Estos devoradores solían llevar una vida errante, moviéndose entre pueblos y regiones. Eran figuras temidas pero respetadas, marginadas socialmente pero también protegidas por su función única. No se les permitía entrar en lugares públicos, aunque se les facilitaba alojamiento humilde y su presencia no era molestada. El dinero que ganaban tenía la “mancha” de los pecados de otros, lo que paradójicamente los mantenía a salvo de robos y conflictos.
Con el tiempo, el rito se fue adaptando. Ya no era necesario estar presente al lado del moribundo para realizar el acto de “devorar sus pecados”. Un simple gesto en el cementerio, una oración sentida frente a la tumba, podía servir para mitigar la carga espiritual. Por supuesto, la retribución económica en esos casos era menor, pero la función simbólica persistía con fuerza.
El procedimiento exacto del ritual sigue siendo un misterio. Se cree que consistía en ingerir simbólicamente un trozo de pan y sal, representando el pecado absorbido. Un testimonio valioso nos llega del bibliógrafo John Bagford, quien registró algunas palabras que se pronunciaban durante el rito: “Te doy alivio y descanso, ahora. Y por tu paz empeño mi propia alma. Amén.” Esta frase revela la entrega total del devorador, dispuesto a asumir el peso del pecado para otorgar alivio al otro.
El último caso documentado data de principios del siglo XX en Inglaterra, donde un hombre aceptó devorar los pecados de otro antes de su muerte. Más allá de eso, quedan relatos y leyendas que insinúan que esta práctica, aunque casi desaparecida, ha dejado huellas ocultas en tradiciones y creencias populares.

• [Tarea indicada 1]:
Responde, según el texto de la página, estas tres preguntas:
(a) ¿Qué se cree que se ingería simbólicamente durante el ritual?
(b) ¿Cuándo y dónde data el último caso documentado?
(c) ¿Qué tenía el dinero que ganaban los devoradores, según el texto?

• [Datos registrados]:
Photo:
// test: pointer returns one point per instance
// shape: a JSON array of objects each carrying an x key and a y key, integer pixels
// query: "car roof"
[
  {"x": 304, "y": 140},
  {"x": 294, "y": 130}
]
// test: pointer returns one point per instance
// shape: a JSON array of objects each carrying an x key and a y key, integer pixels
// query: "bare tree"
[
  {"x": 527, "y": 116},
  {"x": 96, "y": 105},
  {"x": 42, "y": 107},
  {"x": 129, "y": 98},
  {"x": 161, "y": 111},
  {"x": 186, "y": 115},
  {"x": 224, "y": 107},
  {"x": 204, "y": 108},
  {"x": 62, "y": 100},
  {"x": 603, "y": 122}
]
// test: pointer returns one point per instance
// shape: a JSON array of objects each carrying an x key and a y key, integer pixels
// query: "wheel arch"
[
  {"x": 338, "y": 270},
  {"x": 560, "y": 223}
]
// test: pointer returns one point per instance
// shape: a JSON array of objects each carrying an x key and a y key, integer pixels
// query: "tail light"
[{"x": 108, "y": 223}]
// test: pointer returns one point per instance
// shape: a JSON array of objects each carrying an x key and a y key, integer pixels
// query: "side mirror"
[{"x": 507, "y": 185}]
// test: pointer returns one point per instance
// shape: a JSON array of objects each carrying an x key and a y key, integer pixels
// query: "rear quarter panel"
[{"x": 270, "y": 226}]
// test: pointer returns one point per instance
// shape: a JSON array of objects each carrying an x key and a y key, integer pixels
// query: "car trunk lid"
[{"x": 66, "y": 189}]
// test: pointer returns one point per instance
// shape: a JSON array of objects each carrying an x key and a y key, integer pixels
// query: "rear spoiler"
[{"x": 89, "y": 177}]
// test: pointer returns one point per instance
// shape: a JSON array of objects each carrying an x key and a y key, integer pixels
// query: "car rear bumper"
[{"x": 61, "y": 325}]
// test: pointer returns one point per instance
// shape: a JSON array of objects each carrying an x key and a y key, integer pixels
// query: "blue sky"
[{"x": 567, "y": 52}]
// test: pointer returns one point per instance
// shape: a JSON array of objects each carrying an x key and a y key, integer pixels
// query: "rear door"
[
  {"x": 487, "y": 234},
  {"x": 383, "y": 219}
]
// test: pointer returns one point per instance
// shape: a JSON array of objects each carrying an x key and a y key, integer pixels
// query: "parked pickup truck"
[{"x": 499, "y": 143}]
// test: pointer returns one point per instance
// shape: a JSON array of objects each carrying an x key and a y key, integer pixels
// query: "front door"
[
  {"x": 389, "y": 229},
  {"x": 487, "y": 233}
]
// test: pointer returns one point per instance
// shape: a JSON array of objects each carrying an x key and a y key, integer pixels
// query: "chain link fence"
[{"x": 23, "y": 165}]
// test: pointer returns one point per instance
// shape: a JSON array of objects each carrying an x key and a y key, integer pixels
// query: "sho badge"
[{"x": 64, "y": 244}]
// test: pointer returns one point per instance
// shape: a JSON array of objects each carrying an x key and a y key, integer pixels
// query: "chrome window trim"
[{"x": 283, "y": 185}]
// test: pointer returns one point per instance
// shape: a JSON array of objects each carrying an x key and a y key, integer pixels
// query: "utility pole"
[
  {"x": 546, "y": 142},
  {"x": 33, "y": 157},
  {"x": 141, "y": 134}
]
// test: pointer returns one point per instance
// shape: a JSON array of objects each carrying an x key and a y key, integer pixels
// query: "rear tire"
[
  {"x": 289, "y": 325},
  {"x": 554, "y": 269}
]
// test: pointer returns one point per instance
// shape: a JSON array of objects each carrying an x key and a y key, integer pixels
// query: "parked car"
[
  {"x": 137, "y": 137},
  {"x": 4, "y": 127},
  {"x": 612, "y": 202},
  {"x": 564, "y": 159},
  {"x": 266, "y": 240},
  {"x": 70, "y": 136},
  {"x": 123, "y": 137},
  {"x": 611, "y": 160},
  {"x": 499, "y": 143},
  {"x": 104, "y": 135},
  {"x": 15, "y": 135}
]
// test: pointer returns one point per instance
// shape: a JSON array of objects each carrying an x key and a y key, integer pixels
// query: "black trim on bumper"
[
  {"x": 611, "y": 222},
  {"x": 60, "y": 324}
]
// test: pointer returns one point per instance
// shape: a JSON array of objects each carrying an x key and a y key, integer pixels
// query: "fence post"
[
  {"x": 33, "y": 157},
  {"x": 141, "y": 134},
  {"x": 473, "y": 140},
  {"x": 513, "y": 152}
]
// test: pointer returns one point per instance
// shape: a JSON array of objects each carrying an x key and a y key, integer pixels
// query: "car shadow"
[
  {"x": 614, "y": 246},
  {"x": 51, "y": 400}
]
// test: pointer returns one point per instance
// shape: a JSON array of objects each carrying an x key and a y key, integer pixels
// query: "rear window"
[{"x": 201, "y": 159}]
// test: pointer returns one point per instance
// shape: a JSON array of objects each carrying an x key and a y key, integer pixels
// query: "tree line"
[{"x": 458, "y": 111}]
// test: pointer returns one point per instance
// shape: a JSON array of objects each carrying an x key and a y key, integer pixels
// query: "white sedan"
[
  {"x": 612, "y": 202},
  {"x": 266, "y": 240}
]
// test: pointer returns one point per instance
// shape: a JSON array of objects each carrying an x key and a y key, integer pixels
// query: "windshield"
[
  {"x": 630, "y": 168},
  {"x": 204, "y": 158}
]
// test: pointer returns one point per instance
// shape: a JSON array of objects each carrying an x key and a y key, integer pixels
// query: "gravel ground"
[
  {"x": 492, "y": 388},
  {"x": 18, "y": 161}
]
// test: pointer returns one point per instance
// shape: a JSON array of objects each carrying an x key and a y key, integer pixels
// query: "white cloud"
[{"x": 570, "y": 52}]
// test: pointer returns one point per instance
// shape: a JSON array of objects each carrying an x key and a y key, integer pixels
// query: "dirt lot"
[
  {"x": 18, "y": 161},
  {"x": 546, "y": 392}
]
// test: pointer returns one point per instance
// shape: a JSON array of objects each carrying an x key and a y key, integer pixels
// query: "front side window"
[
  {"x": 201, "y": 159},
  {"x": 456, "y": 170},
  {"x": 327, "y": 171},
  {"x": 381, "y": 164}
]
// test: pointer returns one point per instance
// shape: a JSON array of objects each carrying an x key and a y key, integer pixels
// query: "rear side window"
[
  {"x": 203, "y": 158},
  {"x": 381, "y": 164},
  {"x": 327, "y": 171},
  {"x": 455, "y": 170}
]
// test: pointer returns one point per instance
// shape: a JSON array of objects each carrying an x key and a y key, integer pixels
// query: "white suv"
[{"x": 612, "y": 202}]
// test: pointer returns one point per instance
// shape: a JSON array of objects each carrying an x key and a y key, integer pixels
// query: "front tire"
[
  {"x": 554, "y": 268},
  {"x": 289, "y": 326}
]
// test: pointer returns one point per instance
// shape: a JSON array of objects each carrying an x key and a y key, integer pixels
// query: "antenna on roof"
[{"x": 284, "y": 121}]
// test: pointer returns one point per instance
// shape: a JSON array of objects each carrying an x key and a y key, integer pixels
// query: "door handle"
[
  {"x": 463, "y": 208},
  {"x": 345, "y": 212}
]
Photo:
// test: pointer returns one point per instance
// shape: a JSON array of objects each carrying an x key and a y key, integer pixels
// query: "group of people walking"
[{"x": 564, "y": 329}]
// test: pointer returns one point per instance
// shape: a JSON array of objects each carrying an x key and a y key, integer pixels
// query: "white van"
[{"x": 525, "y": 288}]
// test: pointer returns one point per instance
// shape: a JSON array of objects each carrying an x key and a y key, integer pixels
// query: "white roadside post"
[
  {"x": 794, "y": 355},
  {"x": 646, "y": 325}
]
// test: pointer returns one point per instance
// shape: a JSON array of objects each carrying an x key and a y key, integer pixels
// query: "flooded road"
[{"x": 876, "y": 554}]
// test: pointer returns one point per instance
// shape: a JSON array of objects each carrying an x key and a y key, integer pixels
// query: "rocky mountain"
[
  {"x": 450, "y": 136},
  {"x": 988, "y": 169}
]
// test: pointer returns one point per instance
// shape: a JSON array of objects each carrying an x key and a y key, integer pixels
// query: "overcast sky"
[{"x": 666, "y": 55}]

• [Tarea indicada 2]:
Reúne cada línea del listado en la que aparezca la palabra "fence".

• [Respuesta correcta 1]:
(a) Un trozo de pan y sal, que representaba el pecado absorbido.
(b) De principios del siglo XX, en Inglaterra.
(c) Tenía la "mancha" de los pecados de otros, lo que los mantenía a salvo de robos y conflictos.

• [Respuesta correcta 2]:
// query: "chain link fence"
// query: "fence post"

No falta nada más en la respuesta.